2 Peter – Destructive Lies

2 Peter – Destructive Lies

2 Peter 2:  Destructive Lies

In the past few years, our society has had a barrage of claims about truth and lies. 

 #fakenews.  Claims about election fraud.  Websites are devoted to verifying politicians’ statements.

We are left to wonder, Who is telling the truth?  Or more cynically, Is anyone telling the truth?

Truth and lies are hard to sort out.

Parents know this.  A fight erupts from two children.  Mom and Dad put on their “Judge robe,” and sit at the bench.  We hear the stories, and they are usually in conflict with each other.  Wishing we had the wisdom of Solomon, we pray for insight before we have to slam the gavel down and offer a verdict on the “TRUTH.”

This happens in our homes.  It happens in our political world.  And it happens in the church.

Today’s passage speaks to this.  Truth vs. Lies.  With an emphasis on the lies.  What is true about God?  What is true about the gospel of Jesus Christ, the good news that offers hope for eternal life?  What is true about the conduct that our Savior calls us to walk in?

We will see—at least indirectly— that what we believe is shown by how we live.

Bad theology leads to bad “live-ology.”  Bad conduct.  Good theology leads to good conduct.

********

Your task
Copy the text on 2 Peter again, beginning at the words "We are left" and stopping after "in the church.", with "children" swapped for "siblings".

********

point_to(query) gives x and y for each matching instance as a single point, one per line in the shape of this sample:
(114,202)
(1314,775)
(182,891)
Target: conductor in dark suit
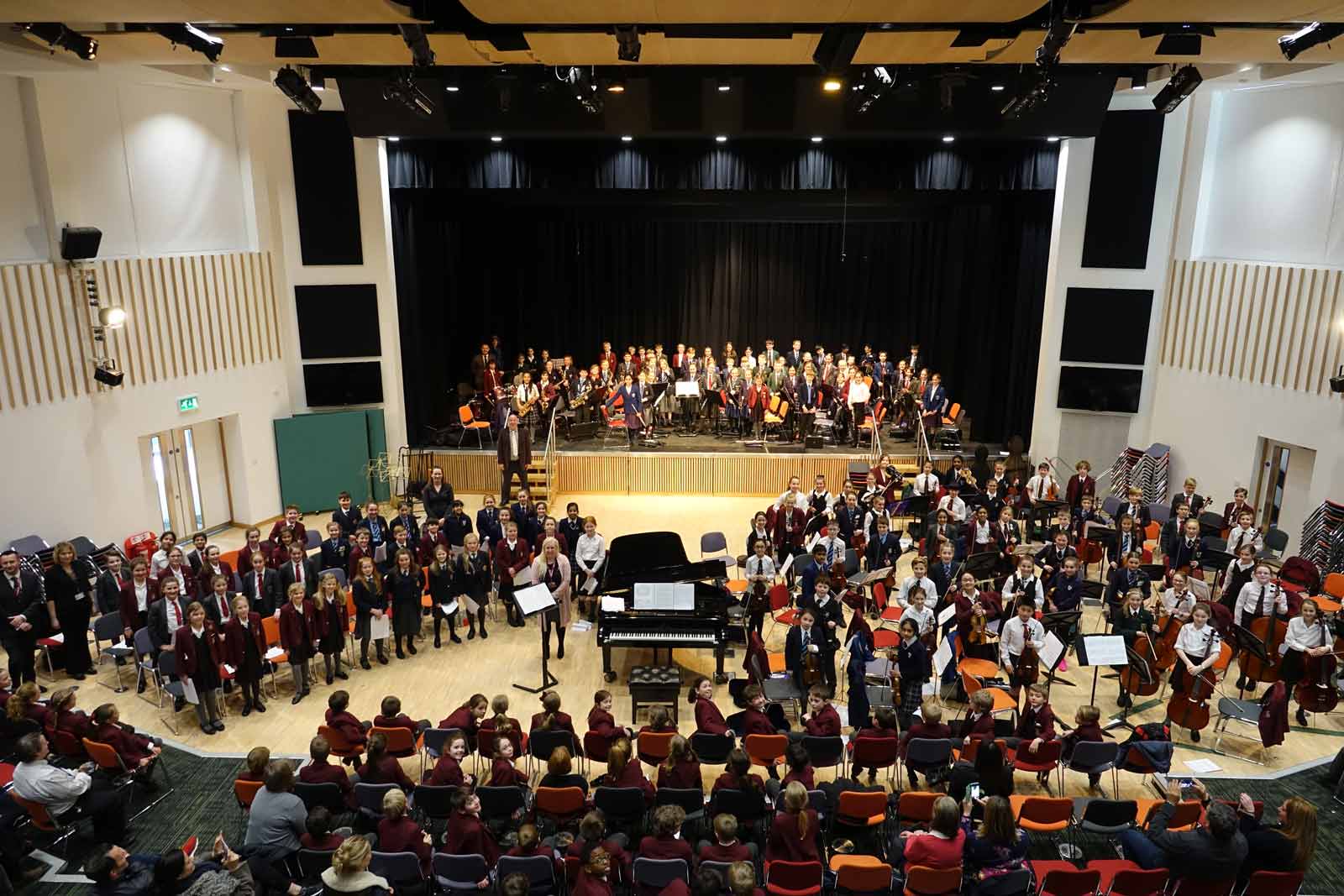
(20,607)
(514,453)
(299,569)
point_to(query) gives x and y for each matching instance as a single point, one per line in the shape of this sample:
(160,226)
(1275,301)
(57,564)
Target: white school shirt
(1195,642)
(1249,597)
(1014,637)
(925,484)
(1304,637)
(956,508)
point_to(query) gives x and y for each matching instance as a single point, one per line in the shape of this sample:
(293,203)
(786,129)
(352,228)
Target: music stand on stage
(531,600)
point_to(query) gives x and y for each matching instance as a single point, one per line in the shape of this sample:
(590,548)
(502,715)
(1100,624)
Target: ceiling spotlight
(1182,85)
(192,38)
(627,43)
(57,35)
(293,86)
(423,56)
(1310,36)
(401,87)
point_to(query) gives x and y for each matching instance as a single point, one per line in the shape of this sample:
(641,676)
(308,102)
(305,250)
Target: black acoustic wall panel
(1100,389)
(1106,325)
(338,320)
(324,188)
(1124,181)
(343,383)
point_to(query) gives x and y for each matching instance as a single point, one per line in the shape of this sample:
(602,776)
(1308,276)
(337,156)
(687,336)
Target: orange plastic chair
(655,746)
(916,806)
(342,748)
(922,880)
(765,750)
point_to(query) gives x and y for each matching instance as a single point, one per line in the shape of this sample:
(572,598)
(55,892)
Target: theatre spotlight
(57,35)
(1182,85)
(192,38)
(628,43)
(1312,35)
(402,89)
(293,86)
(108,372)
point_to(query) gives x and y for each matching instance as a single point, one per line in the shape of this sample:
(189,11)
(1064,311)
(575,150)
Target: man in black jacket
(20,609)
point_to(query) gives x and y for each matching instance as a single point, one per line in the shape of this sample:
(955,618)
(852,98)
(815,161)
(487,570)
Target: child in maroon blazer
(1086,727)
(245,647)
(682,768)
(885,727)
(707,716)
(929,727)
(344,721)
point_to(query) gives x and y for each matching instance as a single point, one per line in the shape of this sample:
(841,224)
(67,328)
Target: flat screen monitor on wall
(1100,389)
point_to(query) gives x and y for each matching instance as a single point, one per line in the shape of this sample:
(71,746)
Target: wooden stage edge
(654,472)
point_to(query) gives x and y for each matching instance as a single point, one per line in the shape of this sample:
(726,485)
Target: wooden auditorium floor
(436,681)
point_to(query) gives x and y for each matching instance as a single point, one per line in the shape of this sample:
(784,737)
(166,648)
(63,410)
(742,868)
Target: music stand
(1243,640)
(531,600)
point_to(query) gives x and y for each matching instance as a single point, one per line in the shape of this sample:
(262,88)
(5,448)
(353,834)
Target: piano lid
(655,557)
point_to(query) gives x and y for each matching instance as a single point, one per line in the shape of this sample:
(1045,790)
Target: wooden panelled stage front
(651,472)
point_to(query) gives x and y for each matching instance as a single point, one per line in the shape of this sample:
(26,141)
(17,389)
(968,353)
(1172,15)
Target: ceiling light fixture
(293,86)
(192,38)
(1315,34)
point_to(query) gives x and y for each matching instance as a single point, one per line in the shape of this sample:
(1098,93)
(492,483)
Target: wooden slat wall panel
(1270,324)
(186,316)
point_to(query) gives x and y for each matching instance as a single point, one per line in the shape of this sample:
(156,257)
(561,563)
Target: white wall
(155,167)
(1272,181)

********

Answer for this exercise
We are left to wonder, Who is telling the truth?  Or more cynically, Is anyone telling the truth?

Truth and lies are hard to sort out.

Parents know this.  A fight erupts from two siblings.  Mom and Dad put on their “Judge robe,” and sit at the bench.  We hear the stories, and they are usually in conflict with each other.  Wishing we had the wisdom of Solomon, we pray for insight before we have to slam the gavel down and offer a verdict on the “TRUTH.”

This happens in our homes.  It happens in our political world.  And it happens in the church.